Problem requirements
Only the lines with "photograph" in them need to be copied from the listing.

Given information

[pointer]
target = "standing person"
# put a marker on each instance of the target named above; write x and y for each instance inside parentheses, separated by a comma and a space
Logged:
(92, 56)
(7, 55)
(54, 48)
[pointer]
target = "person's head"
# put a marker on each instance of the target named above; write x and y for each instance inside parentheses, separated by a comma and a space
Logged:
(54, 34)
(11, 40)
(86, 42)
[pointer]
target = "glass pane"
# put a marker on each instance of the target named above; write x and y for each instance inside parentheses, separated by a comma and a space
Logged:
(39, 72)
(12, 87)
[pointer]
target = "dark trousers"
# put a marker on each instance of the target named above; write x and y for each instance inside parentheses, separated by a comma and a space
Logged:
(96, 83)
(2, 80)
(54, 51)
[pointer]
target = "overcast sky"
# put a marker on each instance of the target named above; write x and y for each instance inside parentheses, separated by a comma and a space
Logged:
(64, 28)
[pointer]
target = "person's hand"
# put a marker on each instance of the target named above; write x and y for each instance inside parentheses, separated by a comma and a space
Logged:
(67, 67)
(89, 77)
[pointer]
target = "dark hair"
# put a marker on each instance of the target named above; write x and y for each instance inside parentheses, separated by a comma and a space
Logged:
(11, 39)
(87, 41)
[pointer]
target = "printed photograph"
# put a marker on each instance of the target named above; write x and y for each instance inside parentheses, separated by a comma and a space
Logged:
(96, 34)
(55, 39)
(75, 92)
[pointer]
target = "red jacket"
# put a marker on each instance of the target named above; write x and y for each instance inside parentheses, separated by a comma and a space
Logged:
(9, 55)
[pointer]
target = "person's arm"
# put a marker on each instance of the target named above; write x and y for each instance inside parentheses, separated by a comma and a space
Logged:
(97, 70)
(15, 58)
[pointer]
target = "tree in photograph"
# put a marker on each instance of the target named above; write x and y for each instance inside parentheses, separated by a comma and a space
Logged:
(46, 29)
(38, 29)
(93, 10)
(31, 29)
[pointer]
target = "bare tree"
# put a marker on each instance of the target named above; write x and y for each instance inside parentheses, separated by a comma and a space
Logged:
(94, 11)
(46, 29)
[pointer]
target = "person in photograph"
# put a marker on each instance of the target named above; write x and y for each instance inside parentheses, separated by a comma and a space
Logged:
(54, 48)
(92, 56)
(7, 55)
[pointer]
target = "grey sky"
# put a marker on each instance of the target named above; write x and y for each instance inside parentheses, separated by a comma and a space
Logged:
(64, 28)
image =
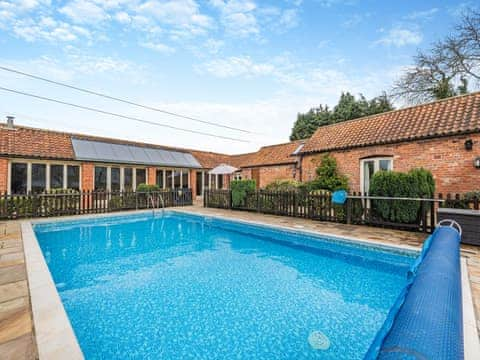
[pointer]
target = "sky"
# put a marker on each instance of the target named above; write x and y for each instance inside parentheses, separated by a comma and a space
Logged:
(250, 64)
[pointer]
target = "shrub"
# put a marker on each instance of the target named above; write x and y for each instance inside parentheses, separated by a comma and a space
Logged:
(147, 188)
(415, 184)
(328, 177)
(464, 202)
(283, 185)
(240, 190)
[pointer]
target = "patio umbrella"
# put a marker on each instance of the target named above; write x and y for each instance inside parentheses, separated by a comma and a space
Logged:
(223, 169)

Response box
target = "printed photograph"
target = "tree in photograph"
target = "person in photograph"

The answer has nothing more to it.